* [SOURCE DOCUMENT]
President Nixon’s administration attempted to curtail this economic issue. First, the government reduced consumer purchasing power, which increased unemployment. Second, the president stimulated the money supply and created new jobs. Despite these austerity measures, inflation rates increased to record levels.

In 1971, President Nixon took the US dollar off of the gold standard. Coupled with surging debt from the Vietnam War, increased public spending, higher inflation, and rising unemployment rates, the US economy began to freefall. Consequently, Nixon implemented price and wage freezes, lowering inflation by 1 percentage point. However, Nixon did away with the austerity measures soon after, resulting in an increase in inflation rates again.

In 1974, the global economy faced an even bigger issue. An oil embargo set by OPEC crushed the economy. As Inflation reached 12%, the new president, Gerald Ford, raised interest rates and cut government spending. Unfortunately, this new approach had little effect on improving the stagflation predicament.

* [WHAT THIS TASK INVOLVES] Summarize the text on Nixon- and Ford-era inflation in exactly two sentences. The material that comes next has nothing to do with the text above.

* [AVAILABLE DATA]
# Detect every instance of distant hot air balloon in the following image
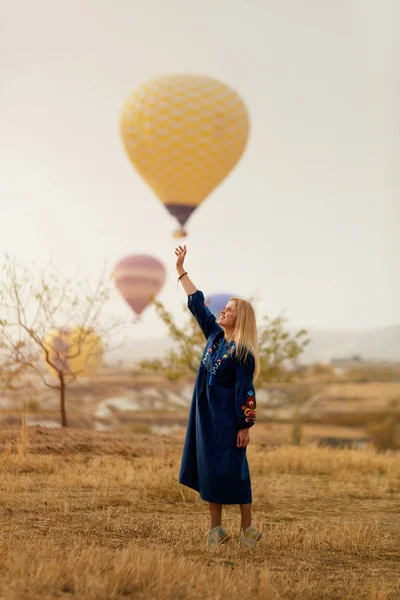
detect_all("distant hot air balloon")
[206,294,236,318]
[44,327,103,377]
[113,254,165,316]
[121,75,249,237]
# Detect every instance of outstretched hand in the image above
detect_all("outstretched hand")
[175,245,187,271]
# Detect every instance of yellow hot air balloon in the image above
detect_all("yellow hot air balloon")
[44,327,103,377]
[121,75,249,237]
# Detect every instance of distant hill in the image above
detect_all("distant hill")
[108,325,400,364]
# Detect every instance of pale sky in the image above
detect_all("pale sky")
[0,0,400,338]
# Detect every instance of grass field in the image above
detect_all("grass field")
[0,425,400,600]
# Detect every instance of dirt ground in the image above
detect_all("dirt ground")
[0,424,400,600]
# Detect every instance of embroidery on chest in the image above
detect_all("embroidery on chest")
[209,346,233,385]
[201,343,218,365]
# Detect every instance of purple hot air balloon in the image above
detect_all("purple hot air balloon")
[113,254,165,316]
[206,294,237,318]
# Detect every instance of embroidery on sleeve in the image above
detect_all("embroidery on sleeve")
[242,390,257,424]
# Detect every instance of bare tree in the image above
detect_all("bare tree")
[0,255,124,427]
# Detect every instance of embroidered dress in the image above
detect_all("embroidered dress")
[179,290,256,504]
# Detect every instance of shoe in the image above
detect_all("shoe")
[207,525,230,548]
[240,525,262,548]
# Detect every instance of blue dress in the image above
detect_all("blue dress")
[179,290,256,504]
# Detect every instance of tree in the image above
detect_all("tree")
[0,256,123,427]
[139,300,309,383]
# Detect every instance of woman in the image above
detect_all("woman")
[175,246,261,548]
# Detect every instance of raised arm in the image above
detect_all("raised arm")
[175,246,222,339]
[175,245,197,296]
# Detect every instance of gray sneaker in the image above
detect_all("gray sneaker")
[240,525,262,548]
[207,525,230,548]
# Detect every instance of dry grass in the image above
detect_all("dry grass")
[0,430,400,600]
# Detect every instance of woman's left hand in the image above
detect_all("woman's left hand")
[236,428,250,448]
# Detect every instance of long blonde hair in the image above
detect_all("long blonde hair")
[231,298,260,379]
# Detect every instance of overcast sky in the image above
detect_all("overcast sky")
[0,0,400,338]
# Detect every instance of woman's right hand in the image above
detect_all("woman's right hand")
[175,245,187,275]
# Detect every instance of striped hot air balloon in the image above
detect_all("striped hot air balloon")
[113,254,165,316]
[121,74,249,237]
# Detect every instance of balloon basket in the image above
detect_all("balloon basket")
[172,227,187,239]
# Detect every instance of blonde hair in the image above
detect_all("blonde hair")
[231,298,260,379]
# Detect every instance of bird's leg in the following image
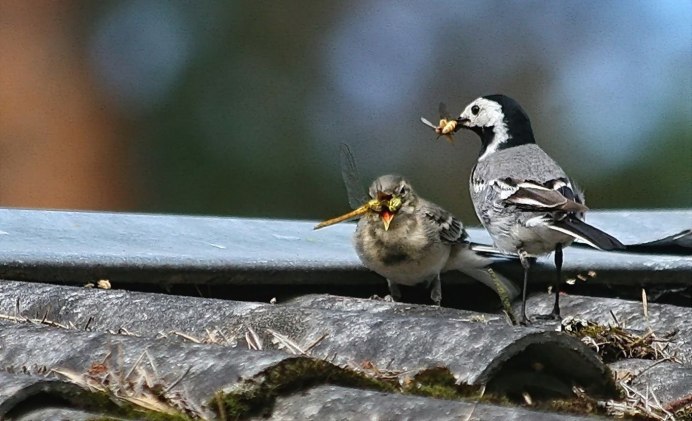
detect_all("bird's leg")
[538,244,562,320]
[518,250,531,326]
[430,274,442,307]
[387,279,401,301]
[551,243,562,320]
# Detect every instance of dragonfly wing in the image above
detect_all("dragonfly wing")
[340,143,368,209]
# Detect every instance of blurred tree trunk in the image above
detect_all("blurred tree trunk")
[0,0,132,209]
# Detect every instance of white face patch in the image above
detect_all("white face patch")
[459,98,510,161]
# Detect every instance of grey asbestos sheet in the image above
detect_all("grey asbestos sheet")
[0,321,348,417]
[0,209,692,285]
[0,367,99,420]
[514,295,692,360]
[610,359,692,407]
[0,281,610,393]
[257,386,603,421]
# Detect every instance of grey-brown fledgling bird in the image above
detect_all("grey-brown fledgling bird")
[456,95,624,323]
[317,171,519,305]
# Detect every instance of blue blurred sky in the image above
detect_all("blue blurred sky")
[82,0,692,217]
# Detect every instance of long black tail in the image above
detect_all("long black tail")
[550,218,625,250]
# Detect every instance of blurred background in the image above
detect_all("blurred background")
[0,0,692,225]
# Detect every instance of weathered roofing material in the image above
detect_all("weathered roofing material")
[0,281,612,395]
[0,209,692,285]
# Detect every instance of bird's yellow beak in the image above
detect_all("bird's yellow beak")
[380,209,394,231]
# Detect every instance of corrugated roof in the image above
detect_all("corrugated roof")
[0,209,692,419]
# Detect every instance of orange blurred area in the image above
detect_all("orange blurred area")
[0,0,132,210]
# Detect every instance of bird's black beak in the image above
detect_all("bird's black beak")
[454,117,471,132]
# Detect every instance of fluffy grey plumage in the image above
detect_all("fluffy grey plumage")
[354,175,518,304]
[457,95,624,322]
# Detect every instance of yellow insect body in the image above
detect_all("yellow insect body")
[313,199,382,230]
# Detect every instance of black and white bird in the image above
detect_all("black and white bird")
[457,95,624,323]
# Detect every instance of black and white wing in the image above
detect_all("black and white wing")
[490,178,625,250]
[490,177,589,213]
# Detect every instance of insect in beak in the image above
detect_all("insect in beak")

* [RESPONSE] After Nixon took the dollar off the gold standard in 1971, the US economy went into freefall amid war debt, higher public spending, inflation and unemployment, and his price and wage freezes cut inflation by 1 percentage point until he dropped them and inflation rose again. In 1974 an OPEC oil embargo crushed the economy, and with inflation at 12%, President Gerald Ford raised interest rates and cut government spending, which did little to ease stagflation.